▶ **TASK TO CARRY OUT**
What do the lines say from the one containing "Where can you find the metal building" to the end of the records? Restate them word for word, and only those.

(Items listed in a dataset)
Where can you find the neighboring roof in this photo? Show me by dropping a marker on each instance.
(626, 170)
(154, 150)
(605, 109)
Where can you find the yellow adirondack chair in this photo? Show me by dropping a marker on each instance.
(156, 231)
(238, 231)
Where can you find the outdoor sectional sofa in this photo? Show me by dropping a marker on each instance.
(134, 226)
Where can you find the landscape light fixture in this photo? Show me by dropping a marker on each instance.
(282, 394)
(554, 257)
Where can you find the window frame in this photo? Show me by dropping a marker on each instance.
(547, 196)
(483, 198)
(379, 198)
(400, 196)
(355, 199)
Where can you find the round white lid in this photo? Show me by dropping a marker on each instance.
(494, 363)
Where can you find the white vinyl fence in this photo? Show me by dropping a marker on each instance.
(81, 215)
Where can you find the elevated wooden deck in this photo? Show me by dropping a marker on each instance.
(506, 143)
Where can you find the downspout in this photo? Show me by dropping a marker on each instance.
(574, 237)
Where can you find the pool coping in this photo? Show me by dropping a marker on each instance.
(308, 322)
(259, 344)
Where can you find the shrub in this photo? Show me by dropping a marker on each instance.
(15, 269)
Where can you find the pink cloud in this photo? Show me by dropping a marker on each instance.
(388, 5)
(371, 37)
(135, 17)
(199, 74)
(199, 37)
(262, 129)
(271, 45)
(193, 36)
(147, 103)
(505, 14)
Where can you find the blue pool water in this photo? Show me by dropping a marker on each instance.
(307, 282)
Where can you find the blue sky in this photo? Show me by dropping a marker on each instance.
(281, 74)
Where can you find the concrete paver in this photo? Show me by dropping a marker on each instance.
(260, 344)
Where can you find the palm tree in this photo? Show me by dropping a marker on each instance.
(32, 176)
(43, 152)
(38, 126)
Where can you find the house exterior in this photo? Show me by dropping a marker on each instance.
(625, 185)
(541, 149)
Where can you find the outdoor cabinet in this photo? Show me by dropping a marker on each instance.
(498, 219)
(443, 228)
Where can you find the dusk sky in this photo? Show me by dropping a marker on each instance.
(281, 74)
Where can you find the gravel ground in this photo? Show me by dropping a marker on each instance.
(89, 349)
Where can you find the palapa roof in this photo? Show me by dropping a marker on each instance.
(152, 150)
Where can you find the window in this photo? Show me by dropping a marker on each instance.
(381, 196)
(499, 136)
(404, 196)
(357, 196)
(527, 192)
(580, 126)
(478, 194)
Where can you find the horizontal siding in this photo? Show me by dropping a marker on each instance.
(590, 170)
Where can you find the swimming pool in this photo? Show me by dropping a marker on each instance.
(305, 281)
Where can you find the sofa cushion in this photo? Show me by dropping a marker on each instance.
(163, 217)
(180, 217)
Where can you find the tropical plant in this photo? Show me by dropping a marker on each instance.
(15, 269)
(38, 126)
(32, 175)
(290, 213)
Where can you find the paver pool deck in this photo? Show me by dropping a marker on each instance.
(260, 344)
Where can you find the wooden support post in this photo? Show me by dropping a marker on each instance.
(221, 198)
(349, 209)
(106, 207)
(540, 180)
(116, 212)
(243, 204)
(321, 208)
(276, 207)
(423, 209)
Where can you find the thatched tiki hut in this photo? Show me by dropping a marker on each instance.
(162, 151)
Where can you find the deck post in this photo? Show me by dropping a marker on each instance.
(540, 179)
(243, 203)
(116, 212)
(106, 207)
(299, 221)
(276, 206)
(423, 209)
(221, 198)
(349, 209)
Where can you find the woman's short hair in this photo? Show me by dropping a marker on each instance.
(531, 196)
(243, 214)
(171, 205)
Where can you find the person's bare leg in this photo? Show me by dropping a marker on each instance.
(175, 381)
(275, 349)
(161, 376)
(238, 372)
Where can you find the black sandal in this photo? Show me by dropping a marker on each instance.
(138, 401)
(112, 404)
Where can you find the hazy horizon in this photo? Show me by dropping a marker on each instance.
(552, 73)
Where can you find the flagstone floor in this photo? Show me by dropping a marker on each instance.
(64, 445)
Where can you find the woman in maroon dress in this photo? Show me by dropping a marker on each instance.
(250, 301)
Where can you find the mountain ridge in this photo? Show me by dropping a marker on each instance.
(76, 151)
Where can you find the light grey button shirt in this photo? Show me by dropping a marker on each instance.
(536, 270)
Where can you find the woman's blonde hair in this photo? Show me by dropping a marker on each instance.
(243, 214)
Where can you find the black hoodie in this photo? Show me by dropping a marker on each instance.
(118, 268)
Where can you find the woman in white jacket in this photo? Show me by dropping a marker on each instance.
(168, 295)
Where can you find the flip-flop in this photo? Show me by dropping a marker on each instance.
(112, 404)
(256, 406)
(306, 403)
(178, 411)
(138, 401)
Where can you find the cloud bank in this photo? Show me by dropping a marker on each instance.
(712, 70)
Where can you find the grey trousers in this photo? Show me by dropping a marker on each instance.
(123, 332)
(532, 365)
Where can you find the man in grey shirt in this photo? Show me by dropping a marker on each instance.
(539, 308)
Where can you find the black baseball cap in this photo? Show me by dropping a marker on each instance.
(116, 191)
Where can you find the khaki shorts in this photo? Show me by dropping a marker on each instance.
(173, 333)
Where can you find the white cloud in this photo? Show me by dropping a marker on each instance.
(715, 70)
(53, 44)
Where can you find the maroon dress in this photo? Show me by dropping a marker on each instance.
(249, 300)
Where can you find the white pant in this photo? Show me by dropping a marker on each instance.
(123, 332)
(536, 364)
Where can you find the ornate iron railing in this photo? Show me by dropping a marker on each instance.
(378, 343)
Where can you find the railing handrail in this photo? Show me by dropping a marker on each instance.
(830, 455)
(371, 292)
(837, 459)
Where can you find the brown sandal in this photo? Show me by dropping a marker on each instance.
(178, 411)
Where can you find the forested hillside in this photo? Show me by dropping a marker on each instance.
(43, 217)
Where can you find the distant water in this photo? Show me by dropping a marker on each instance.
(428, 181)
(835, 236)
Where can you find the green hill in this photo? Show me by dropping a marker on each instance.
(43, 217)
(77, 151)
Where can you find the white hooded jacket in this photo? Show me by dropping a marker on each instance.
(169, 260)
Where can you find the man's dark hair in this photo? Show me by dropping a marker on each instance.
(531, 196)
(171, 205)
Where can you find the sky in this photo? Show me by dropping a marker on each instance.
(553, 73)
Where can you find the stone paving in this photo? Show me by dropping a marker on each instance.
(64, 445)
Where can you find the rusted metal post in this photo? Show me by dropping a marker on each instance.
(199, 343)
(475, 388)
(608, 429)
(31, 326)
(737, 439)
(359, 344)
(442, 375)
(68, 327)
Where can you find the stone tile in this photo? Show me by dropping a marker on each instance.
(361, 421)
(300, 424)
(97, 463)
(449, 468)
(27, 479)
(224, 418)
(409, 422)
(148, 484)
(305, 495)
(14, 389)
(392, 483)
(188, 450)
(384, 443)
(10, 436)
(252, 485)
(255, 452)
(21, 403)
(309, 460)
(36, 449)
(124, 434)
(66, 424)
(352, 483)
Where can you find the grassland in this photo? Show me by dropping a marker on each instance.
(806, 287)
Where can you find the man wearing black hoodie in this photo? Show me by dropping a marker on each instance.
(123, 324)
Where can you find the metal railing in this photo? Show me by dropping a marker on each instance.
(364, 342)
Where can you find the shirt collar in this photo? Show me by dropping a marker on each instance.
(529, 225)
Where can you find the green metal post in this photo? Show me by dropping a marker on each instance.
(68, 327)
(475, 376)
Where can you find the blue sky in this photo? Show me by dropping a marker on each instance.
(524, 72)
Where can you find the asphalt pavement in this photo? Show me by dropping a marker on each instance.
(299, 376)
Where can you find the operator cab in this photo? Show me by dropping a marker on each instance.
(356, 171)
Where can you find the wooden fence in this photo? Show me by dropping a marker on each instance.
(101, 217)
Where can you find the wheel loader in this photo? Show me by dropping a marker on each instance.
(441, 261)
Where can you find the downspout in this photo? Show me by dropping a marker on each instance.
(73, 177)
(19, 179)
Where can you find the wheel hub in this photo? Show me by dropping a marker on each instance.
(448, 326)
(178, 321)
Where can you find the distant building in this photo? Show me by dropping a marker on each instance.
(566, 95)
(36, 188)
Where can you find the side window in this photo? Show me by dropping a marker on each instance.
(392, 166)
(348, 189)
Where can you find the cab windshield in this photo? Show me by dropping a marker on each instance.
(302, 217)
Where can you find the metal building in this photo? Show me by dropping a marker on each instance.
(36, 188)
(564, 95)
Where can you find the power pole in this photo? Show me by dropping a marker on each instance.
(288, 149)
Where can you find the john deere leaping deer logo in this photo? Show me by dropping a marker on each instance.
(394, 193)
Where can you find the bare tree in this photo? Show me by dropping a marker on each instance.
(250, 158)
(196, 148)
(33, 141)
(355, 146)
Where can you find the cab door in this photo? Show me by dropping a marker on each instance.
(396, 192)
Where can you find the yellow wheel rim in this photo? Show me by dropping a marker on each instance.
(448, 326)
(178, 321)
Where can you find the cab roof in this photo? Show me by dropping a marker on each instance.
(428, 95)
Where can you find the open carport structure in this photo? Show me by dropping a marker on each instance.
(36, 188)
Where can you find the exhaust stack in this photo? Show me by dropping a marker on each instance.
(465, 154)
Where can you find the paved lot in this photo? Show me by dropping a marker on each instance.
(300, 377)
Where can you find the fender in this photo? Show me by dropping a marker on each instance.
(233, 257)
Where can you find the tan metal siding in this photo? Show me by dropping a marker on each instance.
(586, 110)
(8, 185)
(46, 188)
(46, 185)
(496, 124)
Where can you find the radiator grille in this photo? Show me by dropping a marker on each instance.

▶ **ANSWER TO THE TASK**
Where can you find the metal building in this photo? Show me by dropping a marker on each instance.
(36, 188)
(564, 95)
Where can you find the power pole in this photo? Show me by dropping a marker on each instance.
(288, 149)
Where can you find the john deere leaping deer logo in this photo? Show me by dropping a marker on each instance.
(394, 193)
Where can you find the bare tree in this photo? Show me by dropping a marker on each instance.
(250, 158)
(196, 148)
(33, 141)
(355, 146)
Where can you find the cab door in this photo? Show me by dropping a marker on each instance.
(396, 192)
Where can you find the yellow wheel rim in this photo? Show me by dropping a marker on each instance.
(448, 326)
(178, 321)
Where can you find the cab roof in this photo? Show me by dropping a marker on each instance.
(428, 95)
Where can you find the open carport structure in this photo? Show me by dropping a marker on each instance.
(36, 188)
Where can you find the exhaust stack in this photo? Show me by dropping a marker on each instance.
(465, 154)
Where can you find the paved lot in this photo? Show me by dropping a marker on each instance.
(300, 377)
Where can you find the fender in this photo? Show me by dropping a marker on each instance.
(233, 257)
Where can you find the tan metal siding in this photo? Show me by dropping a marker on each instance.
(586, 110)
(8, 185)
(46, 188)
(46, 185)
(496, 124)
Where can you find the radiator grille in this photo? Show me by dropping a marker on each instance.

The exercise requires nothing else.